> **Task instructions**
Retype each of the lines below word for word, keeping every character, number, and line break unchanged.

> **Stored data**
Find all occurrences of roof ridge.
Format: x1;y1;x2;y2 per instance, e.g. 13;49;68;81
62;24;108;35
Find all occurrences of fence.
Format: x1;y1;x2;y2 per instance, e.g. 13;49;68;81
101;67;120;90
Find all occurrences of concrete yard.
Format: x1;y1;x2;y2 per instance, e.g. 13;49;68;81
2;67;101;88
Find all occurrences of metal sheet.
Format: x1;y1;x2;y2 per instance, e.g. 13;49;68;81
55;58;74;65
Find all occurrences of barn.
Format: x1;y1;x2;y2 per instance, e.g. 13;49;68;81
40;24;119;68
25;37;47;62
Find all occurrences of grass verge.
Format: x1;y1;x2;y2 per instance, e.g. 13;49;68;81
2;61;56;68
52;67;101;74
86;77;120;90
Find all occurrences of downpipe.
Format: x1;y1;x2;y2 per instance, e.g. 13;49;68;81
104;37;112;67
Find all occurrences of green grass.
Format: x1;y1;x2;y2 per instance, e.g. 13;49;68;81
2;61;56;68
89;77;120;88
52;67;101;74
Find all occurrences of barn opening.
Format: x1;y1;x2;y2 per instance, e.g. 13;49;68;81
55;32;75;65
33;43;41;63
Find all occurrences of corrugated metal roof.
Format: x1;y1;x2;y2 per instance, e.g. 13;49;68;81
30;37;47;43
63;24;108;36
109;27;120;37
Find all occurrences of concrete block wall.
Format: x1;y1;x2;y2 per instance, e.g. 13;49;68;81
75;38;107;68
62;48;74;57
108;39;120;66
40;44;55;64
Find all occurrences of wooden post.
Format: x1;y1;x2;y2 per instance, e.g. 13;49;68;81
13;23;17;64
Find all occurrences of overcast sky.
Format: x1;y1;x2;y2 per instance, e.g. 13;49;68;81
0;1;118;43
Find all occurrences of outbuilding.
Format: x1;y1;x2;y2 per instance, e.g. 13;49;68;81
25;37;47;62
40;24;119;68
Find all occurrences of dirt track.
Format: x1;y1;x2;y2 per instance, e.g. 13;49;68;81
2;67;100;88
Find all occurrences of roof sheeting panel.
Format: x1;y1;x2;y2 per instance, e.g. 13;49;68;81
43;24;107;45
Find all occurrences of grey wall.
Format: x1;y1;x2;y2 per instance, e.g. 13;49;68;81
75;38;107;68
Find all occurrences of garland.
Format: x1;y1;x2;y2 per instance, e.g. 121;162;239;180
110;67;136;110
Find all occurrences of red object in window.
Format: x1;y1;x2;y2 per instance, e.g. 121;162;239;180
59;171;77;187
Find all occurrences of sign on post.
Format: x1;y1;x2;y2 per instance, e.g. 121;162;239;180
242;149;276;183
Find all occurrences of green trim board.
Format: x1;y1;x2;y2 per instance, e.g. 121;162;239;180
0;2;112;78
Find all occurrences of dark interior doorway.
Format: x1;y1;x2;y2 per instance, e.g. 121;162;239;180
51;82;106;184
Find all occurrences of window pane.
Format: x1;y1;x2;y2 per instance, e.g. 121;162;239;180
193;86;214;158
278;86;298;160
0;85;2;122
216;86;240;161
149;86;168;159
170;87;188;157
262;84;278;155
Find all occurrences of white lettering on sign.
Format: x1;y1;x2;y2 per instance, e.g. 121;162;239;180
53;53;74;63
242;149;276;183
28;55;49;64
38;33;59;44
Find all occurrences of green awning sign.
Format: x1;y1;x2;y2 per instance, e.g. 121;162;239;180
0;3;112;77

> **Expected answer**
Find all occurrences of roof ridge.
Format: x1;y1;x2;y2 per instance, e.g. 13;49;68;81
62;24;108;35
Find all occurrences of fence.
Format: x1;y1;x2;y2 per instance, e.g. 13;49;68;81
101;67;120;90
Find all occurrences of concrete yard.
Format: x1;y1;x2;y2 per instance, e.g. 13;49;68;81
2;67;101;88
Find all occurrences of metal sheet.
Format: x1;y1;x2;y2 per instance, e.g. 13;49;68;81
55;58;74;65
Find all occurrences of barn.
Format: x1;y1;x2;y2 per instance, e.g. 13;49;68;81
40;24;119;68
25;37;47;62
Find all occurrences of grass verge.
Format: x1;y1;x2;y2 per instance, e.g. 13;49;68;81
2;61;56;68
52;67;101;74
86;77;120;90
Find all occurrences of downpipe.
Format: x1;y1;x2;y2 per instance, e.g. 13;49;68;81
104;37;112;67
Find all occurrences of green grass.
Format: x1;y1;x2;y2 per instance, e.g. 13;49;68;81
2;61;56;68
89;77;120;88
52;67;101;74
Find all occurrences of barn opening.
Format: x1;y1;x2;y2 per instance, e.g. 13;49;68;81
55;32;75;65
33;43;41;63
Find all occurrences of corrugated metal roof.
Format: x1;y1;x2;y2 per instance, e.g. 13;49;68;81
30;37;47;43
63;24;108;36
109;27;120;37
Find all occurrences of concrete block wall.
Format: x1;y1;x2;y2 per instance, e.g. 13;49;68;81
75;38;107;68
62;48;74;57
108;39;120;66
40;44;55;64
Find all occurrences of wooden post.
Format: x1;y1;x2;y2 per instance, e.g. 13;49;68;81
13;23;17;64
Find all occurrences of overcast sky.
Format: x1;y1;x2;y2 per instance, e.g. 13;49;68;81
0;1;118;43
Find all occurrences of outbuilding.
Format: x1;y1;x2;y2 per instance, e.g. 13;49;68;81
25;37;47;62
40;24;119;68
Find all occurrences of dirt track.
Format: x1;y1;x2;y2 per instance, e.g. 13;49;68;81
2;67;100;88
Find all occurrences of roof sheeting panel.
Format: x1;y1;x2;y2 per instance, e.g. 13;49;68;81
43;24;107;45
Find all occurrences of grey wall.
Format: x1;y1;x2;y2 per instance, e.g. 13;49;68;81
75;38;107;68
Find all occurrences of garland.
Format: x1;y1;x2;y2 per instance, e.g. 121;162;239;180
110;67;136;110
Find all occurrences of red object in window.
Format: x1;y1;x2;y2 per instance, e.g. 121;162;239;180
59;171;77;187
Find all occurrences of sign on post.
Format: x1;y1;x2;y2 per instance, e.g. 121;162;239;180
242;149;276;183
Find all occurrences of green trim board.
Format: x1;y1;x2;y2 per instance, e.g. 121;162;239;180
0;2;112;78
Find all occurrences of dark interior doorway.
Format: x1;y1;x2;y2 per instance, e.g. 121;162;239;180
51;82;106;184
Find all occurrences of window pane.
Format: x1;y1;x2;y2 per instance, e.g. 121;162;239;180
193;86;214;158
278;86;298;160
0;85;2;122
216;86;240;161
149;86;168;159
170;87;188;157
262;84;278;155
Find all occurrences of white lettering on sign.
Format: x1;y1;x2;y2 per instance, e.g. 121;162;239;180
53;53;74;63
242;149;276;183
28;55;49;64
38;33;59;44
Find all occurrences of green awning sign.
Format: x1;y1;x2;y2 per instance, e.g. 121;162;239;180
0;3;112;77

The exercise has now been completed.